> [Exercise materials]
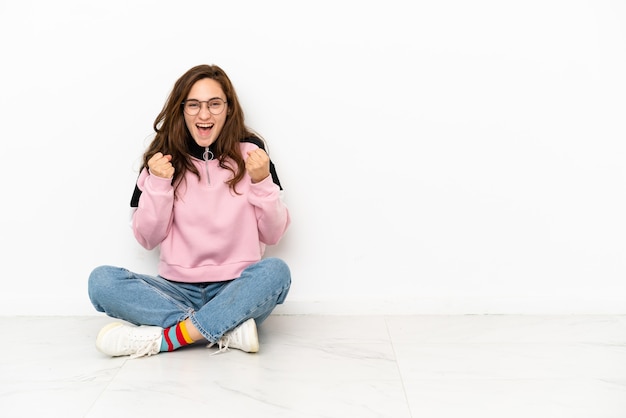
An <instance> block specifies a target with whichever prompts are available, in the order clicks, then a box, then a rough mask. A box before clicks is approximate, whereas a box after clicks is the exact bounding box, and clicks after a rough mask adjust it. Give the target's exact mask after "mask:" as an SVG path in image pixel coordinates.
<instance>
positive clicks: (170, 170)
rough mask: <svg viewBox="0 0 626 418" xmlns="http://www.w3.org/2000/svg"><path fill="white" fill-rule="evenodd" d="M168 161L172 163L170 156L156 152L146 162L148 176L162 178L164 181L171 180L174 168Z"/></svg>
mask: <svg viewBox="0 0 626 418" xmlns="http://www.w3.org/2000/svg"><path fill="white" fill-rule="evenodd" d="M170 161H172V156H171V155H163V154H161V153H160V152H157V153H156V154H154V155H153V156H152V157H151V158H150V159H149V160H148V168H149V169H150V174H152V175H155V176H157V177H163V178H164V179H171V178H172V177H174V166H173V165H172V163H171V162H170Z"/></svg>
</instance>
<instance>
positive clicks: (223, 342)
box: [207, 336, 230, 356]
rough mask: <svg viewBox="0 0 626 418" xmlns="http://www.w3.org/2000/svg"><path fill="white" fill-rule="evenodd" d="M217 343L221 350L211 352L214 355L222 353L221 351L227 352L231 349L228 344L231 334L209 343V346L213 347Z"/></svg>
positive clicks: (218, 347) (223, 351)
mask: <svg viewBox="0 0 626 418" xmlns="http://www.w3.org/2000/svg"><path fill="white" fill-rule="evenodd" d="M215 344H217V346H218V348H219V350H217V351H216V352H215V353H211V355H212V356H214V355H216V354H220V353H225V352H227V351H229V350H230V349H229V348H228V345H229V344H230V337H229V336H228V337H227V336H223V337H222V338H220V339H219V341H218V342H217V343H211V344H209V345H207V348H211V347H213V346H214V345H215Z"/></svg>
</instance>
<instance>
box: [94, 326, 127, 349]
mask: <svg viewBox="0 0 626 418" xmlns="http://www.w3.org/2000/svg"><path fill="white" fill-rule="evenodd" d="M121 326H122V323H121V322H113V323H111V324H109V325H107V326H105V327H104V328H102V329H101V330H100V332H99V333H98V336H97V337H96V348H97V349H98V351H100V352H101V353H103V354H106V355H110V354H108V353H106V352H104V351H102V349H101V348H100V347H101V344H102V339H103V338H104V336H105V335H106V333H107V332H109V331H110V330H112V329H115V328H118V327H121Z"/></svg>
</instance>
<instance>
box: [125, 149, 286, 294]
mask: <svg viewBox="0 0 626 418" xmlns="http://www.w3.org/2000/svg"><path fill="white" fill-rule="evenodd" d="M255 148H258V147H257V145H254V144H252V143H249V142H242V143H241V152H242V155H243V156H244V158H246V157H247V155H248V154H247V151H249V150H252V149H255ZM192 161H193V164H194V165H195V166H196V168H197V169H198V172H199V173H200V181H198V178H197V177H196V175H195V174H193V173H189V172H187V173H186V175H185V180H186V183H184V182H183V183H182V184H181V186H180V187H179V193H178V194H179V197H178V198H177V199H176V200H175V199H174V188H173V186H172V185H171V181H170V180H168V179H164V178H160V177H156V176H153V175H150V174H149V172H148V170H147V169H144V170H143V171H142V172H141V173H140V175H139V178H138V180H137V187H138V188H139V189H140V190H141V192H142V193H141V197H140V199H139V205H138V207H137V210H136V211H135V212H134V213H133V232H134V234H135V238H137V241H138V242H139V243H140V244H141V245H142V246H143V247H145V248H146V249H148V250H151V249H153V248H155V247H157V246H158V245H160V251H161V254H160V262H159V269H158V270H159V275H161V276H162V277H164V278H166V279H168V280H173V281H178V282H192V283H198V282H216V281H223V280H231V279H235V278H237V277H239V276H240V274H241V272H242V271H243V270H244V269H245V268H246V267H248V266H249V265H250V264H253V263H255V262H257V261H259V260H260V259H261V257H262V256H263V253H264V251H265V246H266V245H274V244H277V243H278V241H279V240H280V239H281V238H282V236H283V235H284V233H285V231H286V230H287V227H288V226H289V223H290V217H289V211H288V209H287V207H286V206H285V205H284V204H283V202H282V200H281V198H280V188H279V186H277V185H276V184H275V183H274V182H273V181H272V176H268V177H267V178H266V179H265V180H263V181H261V182H259V183H256V184H252V182H251V180H250V177H249V176H248V174H247V173H246V174H245V176H244V178H243V180H242V181H240V182H239V183H238V184H237V187H236V190H237V192H238V193H240V194H239V195H237V194H235V193H233V192H232V191H231V190H230V188H229V187H228V185H227V184H226V183H225V182H226V181H227V180H229V179H230V178H232V173H231V172H230V171H228V170H226V169H223V168H220V167H219V162H218V161H217V159H214V160H210V161H202V160H199V159H196V158H193V159H192Z"/></svg>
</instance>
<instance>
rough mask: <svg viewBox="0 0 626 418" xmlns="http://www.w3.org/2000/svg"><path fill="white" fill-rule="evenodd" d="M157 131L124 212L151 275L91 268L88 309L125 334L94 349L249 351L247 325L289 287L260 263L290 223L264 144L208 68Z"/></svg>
mask: <svg viewBox="0 0 626 418" xmlns="http://www.w3.org/2000/svg"><path fill="white" fill-rule="evenodd" d="M154 130H155V132H156V135H155V138H154V140H153V141H152V143H151V144H150V145H149V146H148V149H147V150H146V151H145V154H144V156H143V169H142V170H141V172H140V174H139V177H138V179H137V184H136V186H135V192H134V194H133V196H132V199H131V207H133V208H134V212H133V217H132V228H133V232H134V235H135V238H136V239H137V241H138V242H139V243H140V244H141V245H142V246H143V247H145V248H146V249H148V250H151V249H153V248H156V247H159V249H160V262H159V265H158V275H157V276H150V275H145V274H137V273H133V272H131V271H128V270H126V269H124V268H119V267H113V266H100V267H97V268H96V269H94V270H93V272H92V273H91V275H90V276H89V286H88V287H89V297H90V299H91V302H92V304H93V305H94V307H95V308H96V310H98V311H100V312H104V313H106V314H107V315H109V316H111V317H114V318H119V319H122V320H125V321H127V322H129V323H131V324H134V325H130V324H123V323H120V322H115V323H112V324H109V325H107V326H105V327H104V328H103V329H102V330H101V331H100V333H99V334H98V337H97V340H96V346H97V348H98V349H99V350H100V351H102V352H103V353H105V354H107V355H110V356H126V355H130V356H132V357H140V356H146V355H147V356H149V355H153V354H157V353H159V352H162V351H172V350H176V349H178V348H180V347H182V346H186V345H189V344H192V343H194V342H199V341H208V342H209V343H210V344H211V345H213V344H218V346H219V349H220V350H219V351H224V350H226V349H228V348H229V347H230V348H237V349H240V350H243V351H246V352H256V351H258V349H259V342H258V336H257V328H256V325H257V324H260V323H261V322H263V320H264V319H266V318H267V317H268V316H269V315H270V313H271V312H272V310H273V309H274V308H275V307H276V305H277V304H280V303H283V301H284V300H285V298H286V296H287V293H288V292H289V287H290V285H291V274H290V271H289V268H288V266H287V265H286V264H285V263H284V262H283V261H282V260H280V259H278V258H263V253H264V250H265V246H266V245H273V244H276V243H278V242H279V240H280V239H281V238H282V237H283V235H284V233H285V231H286V230H287V227H288V226H289V223H290V217H289V212H288V209H287V207H286V206H285V205H284V204H283V202H282V200H281V192H282V188H281V185H280V182H279V180H278V176H277V175H276V170H275V168H274V165H273V163H272V162H271V161H270V159H269V157H268V155H267V153H266V151H265V147H264V142H263V141H262V139H261V138H260V136H258V135H256V134H255V133H254V132H253V131H251V130H250V129H248V128H247V126H246V125H245V122H244V114H243V110H242V108H241V106H240V104H239V100H238V99H237V94H236V93H235V89H234V88H233V85H232V83H231V81H230V79H229V78H228V76H227V75H226V73H225V72H224V71H223V70H222V69H221V68H219V67H217V66H215V65H212V66H211V65H199V66H196V67H194V68H191V69H190V70H189V71H187V72H186V73H185V74H184V75H183V76H181V77H180V78H179V79H178V80H177V81H176V83H175V85H174V88H173V90H172V92H171V93H170V96H169V98H168V99H167V101H166V103H165V106H164V107H163V110H161V112H160V113H159V115H158V116H157V118H156V120H155V122H154Z"/></svg>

> [Problem to solve] Quote the records from the line with "343L221 350L211 352L214" to the line with "positive clicks: (218, 347) (223, 351)", including both of those lines.

> [Problem solution]
rough mask: <svg viewBox="0 0 626 418" xmlns="http://www.w3.org/2000/svg"><path fill="white" fill-rule="evenodd" d="M217 343L221 350L211 352L214 355L222 353L221 351L227 352L231 349L228 344L231 334L209 343V346L213 347Z"/></svg>
positive clicks: (218, 347) (223, 351)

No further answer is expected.